### ESERCIZI DA SVOLGERE
**1.** Cita testualmente il tratto del brano sulla lana di Follina che va da "Quanto la lavorazione" fino a "sui mercati internazionali.", estremi compresi.
**2.** Per favore, riscrivi i record dall'inizio fino alla riga che contiene "positive clicks: (269, 194)" compresa, sostituendo "rough mask" con "draft mask" e lasciando tutto il resto invariato. Riporta solo quelle righe e ometti le immagini.

:: BRANO DA LEGGERE ::

Quanto la lavorazione della lana si radicò a Follina, lo indicano alcuni eleganti edifici del suo centro storico. Proprio ai piedi dell’Abbazia sorge Palazzo Barberis-Rusca, realizzato dal bresciano Francesco Fadda, che dal 1666 innovò profondamente la già fiorente produzione laniera, puntando ai mercati conquistati da inglesi e olandesi. Agli umili panni di lana, Fadda affiancò la produzione di tessuti più raffinati, che in breve batterono la concorrenza straniera. In seguito, la fabbrica divenne sede dei lanifici Tron-Stahl (una delle più importanti esperienze aziendali italiane del Settecento) per poi passare, all’inizio dell’Ottocento, alla famiglia Colles, che continuò a farsi valere sui mercati internazionali.

Più recente è la storia del Lanificio Andretta, che l’omonimo imprenditore di Castelfranco Veneto fece costruire nel 1820 puntando sullo sfruttamento intensivo delle risorse idriche e sulla manodopera a basso costo. Alla fine dell’Ottocento, però, le risorse idriche cominciarono a scarseggiare e la scarsa propensione all’innovazione e alla qualificazione delle maestranze, nonché la crisi commerciale e finanziaria di fine secolo, portarono rapidamente alla chiusura dei grandi lanifici della zona. Oggi l’ex lanificio Andretta è sede delle attività culturali del comune di Follina, mentre l’ex fabbrica di Fadda è un grande ed armonioso palazzo tristemente chiuso.

:::
:: DATI FORNITI ::

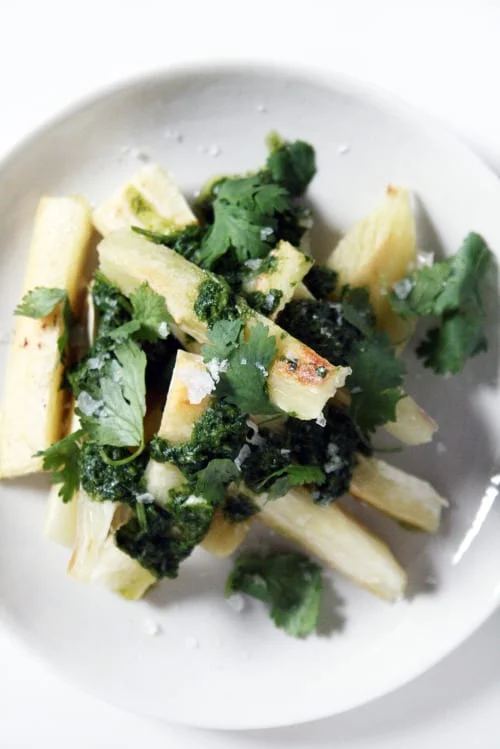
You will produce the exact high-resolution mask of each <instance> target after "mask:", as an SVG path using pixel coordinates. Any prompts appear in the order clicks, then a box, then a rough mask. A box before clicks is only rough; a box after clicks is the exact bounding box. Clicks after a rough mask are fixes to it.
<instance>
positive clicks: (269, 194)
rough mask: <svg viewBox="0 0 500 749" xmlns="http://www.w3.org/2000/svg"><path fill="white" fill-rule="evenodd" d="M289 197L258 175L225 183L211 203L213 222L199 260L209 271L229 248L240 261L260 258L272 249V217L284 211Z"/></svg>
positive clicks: (201, 247)
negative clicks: (212, 203)
mask: <svg viewBox="0 0 500 749" xmlns="http://www.w3.org/2000/svg"><path fill="white" fill-rule="evenodd" d="M288 206H289V194H288V193H287V191H286V190H284V189H283V188H282V187H280V186H278V185H275V184H266V183H264V182H262V180H261V178H260V176H258V175H252V176H250V177H240V178H233V179H227V180H225V181H224V182H223V183H222V184H221V187H220V190H219V192H218V195H217V197H216V198H215V200H214V203H213V210H214V222H213V225H212V226H211V228H210V229H209V231H208V233H207V234H206V235H205V238H204V240H203V244H202V247H201V251H200V255H199V257H200V260H201V262H202V263H203V264H204V265H205V266H206V267H208V268H210V267H211V266H212V265H213V264H214V263H215V262H216V261H217V260H218V259H219V258H220V257H221V256H222V255H224V254H225V253H226V252H227V251H228V250H229V249H230V248H233V249H234V250H235V252H236V255H237V258H238V260H239V262H241V263H244V262H245V261H246V260H250V259H251V258H260V257H264V256H265V255H267V254H268V252H269V251H270V250H271V249H272V248H273V247H274V246H275V244H276V241H277V237H276V234H275V231H276V229H277V227H278V224H277V221H276V218H275V215H276V214H277V213H282V212H285V211H286V210H287V208H288Z"/></svg>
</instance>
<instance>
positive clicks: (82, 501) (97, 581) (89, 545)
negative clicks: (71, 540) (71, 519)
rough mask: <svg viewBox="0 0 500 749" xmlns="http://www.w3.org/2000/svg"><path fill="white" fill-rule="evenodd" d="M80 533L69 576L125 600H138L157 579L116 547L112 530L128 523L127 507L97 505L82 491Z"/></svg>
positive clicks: (131, 558)
mask: <svg viewBox="0 0 500 749" xmlns="http://www.w3.org/2000/svg"><path fill="white" fill-rule="evenodd" d="M73 502H76V503H77V531H76V537H75V542H74V546H73V553H72V555H71V559H70V562H69V565H68V575H69V576H70V577H72V578H74V579H75V580H78V581H80V582H84V583H96V584H98V585H102V586H104V587H106V588H107V589H108V590H111V591H113V592H114V593H118V594H119V595H121V596H122V597H123V598H127V599H129V600H137V599H139V598H141V597H142V596H143V595H144V593H145V592H146V591H147V590H148V588H150V587H151V585H154V583H155V582H156V578H155V577H154V575H152V574H151V573H150V572H148V570H146V569H144V567H142V566H141V565H140V564H139V562H137V561H136V560H135V559H132V557H129V556H128V554H125V553H124V552H123V551H121V550H120V549H119V548H118V547H117V546H116V544H115V542H114V538H113V530H114V529H115V528H116V527H118V526H119V525H120V524H121V523H123V522H125V520H126V515H127V513H128V508H126V507H123V506H121V505H120V504H119V503H117V502H97V501H95V500H93V499H91V498H90V497H89V496H88V495H87V494H86V493H85V492H84V491H83V489H80V491H79V493H78V499H76V498H75V499H73Z"/></svg>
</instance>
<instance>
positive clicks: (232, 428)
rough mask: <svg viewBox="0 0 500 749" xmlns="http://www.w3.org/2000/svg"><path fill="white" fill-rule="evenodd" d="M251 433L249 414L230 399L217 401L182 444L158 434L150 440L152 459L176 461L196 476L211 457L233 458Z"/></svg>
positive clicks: (216, 457)
mask: <svg viewBox="0 0 500 749" xmlns="http://www.w3.org/2000/svg"><path fill="white" fill-rule="evenodd" d="M247 433H248V426H247V423H246V416H245V414H242V413H241V412H240V410H239V409H238V408H237V407H236V406H234V405H232V404H230V403H227V402H224V401H216V402H215V403H214V404H213V406H210V407H209V408H207V409H206V411H205V412H204V413H203V415H202V416H201V417H200V418H199V419H198V421H197V422H196V424H195V425H194V428H193V433H192V435H191V439H190V440H189V441H188V442H185V443H182V444H180V445H172V444H171V443H170V442H168V440H165V439H162V438H161V437H155V438H154V439H153V440H152V441H151V443H150V453H151V457H152V459H153V460H156V461H158V462H160V463H164V462H172V463H175V464H176V465H177V466H178V467H179V468H180V470H181V471H182V472H183V473H184V474H185V475H186V476H188V477H194V475H195V474H197V473H198V472H199V471H201V470H202V469H203V468H205V467H206V466H207V465H208V463H209V462H210V461H211V460H214V459H219V458H228V459H229V460H231V461H233V460H234V459H235V458H236V457H237V455H238V453H239V451H240V449H241V447H242V445H243V444H244V443H245V440H246V437H247Z"/></svg>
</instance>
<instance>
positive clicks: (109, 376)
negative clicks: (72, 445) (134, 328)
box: [76, 340, 146, 447]
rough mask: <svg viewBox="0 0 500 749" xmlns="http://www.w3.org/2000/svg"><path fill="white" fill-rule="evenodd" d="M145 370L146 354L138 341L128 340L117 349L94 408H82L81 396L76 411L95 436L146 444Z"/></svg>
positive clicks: (97, 440)
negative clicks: (144, 425) (144, 352)
mask: <svg viewBox="0 0 500 749" xmlns="http://www.w3.org/2000/svg"><path fill="white" fill-rule="evenodd" d="M145 371H146V355H145V354H144V352H143V351H141V349H140V348H139V347H138V345H137V344H136V343H134V342H133V341H131V340H128V341H126V342H124V343H120V344H119V345H118V346H117V347H116V349H114V351H113V358H112V360H111V362H110V364H109V367H107V368H106V369H105V370H104V373H103V375H102V377H101V378H100V380H99V387H98V398H93V399H92V401H93V403H92V404H91V408H85V409H83V408H82V407H83V402H82V396H83V393H80V395H79V398H78V402H77V403H78V407H77V409H76V411H77V413H78V415H79V416H80V420H81V423H82V427H83V429H84V430H85V431H86V432H87V433H88V435H89V437H90V439H91V440H93V441H94V442H97V443H98V444H100V445H111V446H113V447H135V446H140V447H143V445H144V428H143V419H144V414H145V411H146V386H145Z"/></svg>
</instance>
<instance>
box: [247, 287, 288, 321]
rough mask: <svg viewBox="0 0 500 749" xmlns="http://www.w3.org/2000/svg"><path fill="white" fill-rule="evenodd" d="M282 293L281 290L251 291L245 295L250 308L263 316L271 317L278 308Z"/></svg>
mask: <svg viewBox="0 0 500 749" xmlns="http://www.w3.org/2000/svg"><path fill="white" fill-rule="evenodd" d="M282 296H283V292H282V291H281V289H270V290H269V291H268V292H266V293H264V292H263V291H251V292H250V293H249V294H247V295H246V299H247V302H248V304H249V305H250V307H253V309H255V310H257V312H261V313H262V314H263V315H272V314H273V312H276V310H277V309H278V307H279V304H280V302H281V298H282Z"/></svg>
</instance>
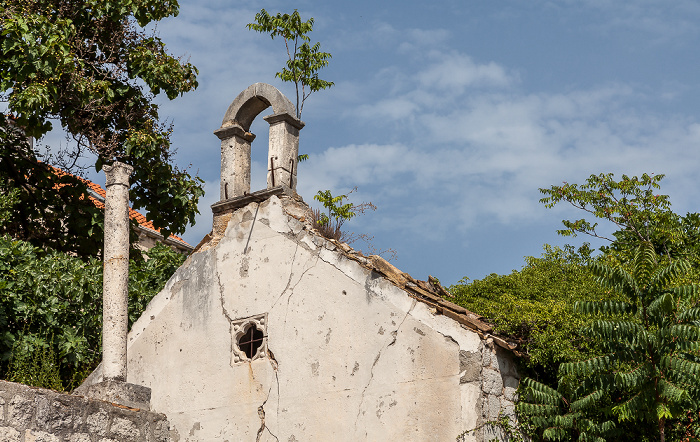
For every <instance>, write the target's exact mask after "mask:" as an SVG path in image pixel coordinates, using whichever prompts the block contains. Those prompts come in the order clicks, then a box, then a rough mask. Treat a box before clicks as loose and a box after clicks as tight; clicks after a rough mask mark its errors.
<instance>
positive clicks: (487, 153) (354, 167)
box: [157, 0, 700, 285]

:::

### RISULTATI PER ESERCIZIO
**1.**
Quanto la lavorazione della lana si radicò a Follina, lo indicano alcuni eleganti edifici del suo centro storico. Proprio ai piedi dell’Abbazia sorge Palazzo Barberis-Rusca, realizzato dal bresciano Francesco Fadda, che dal 1666 innovò profondamente la già fiorente produzione laniera, puntando ai mercati conquistati da inglesi e olandesi. Agli umili panni di lana, Fadda affiancò la produzione di tessuti più raffinati, che in breve batterono la concorrenza straniera. In seguito, la fabbrica divenne sede dei lanifici Tron-Stahl (una delle più importanti esperienze aziendali italiane del Settecento) per poi passare, all’inizio dell’Ottocento, alla famiglia Colles, che continuò a farsi valere sui mercati internazionali.

**2.**
You will produce the exact high-resolution mask of each <instance> target after "mask:", as an SVG path using pixel coordinates. Any prompts appear in the order clicks, then a box, then a draft mask. A box before clicks is only rough; a box after clicks is the exact bounding box. Clicks after a draft mask are fixes to it.
<instance>
positive clicks: (269, 194)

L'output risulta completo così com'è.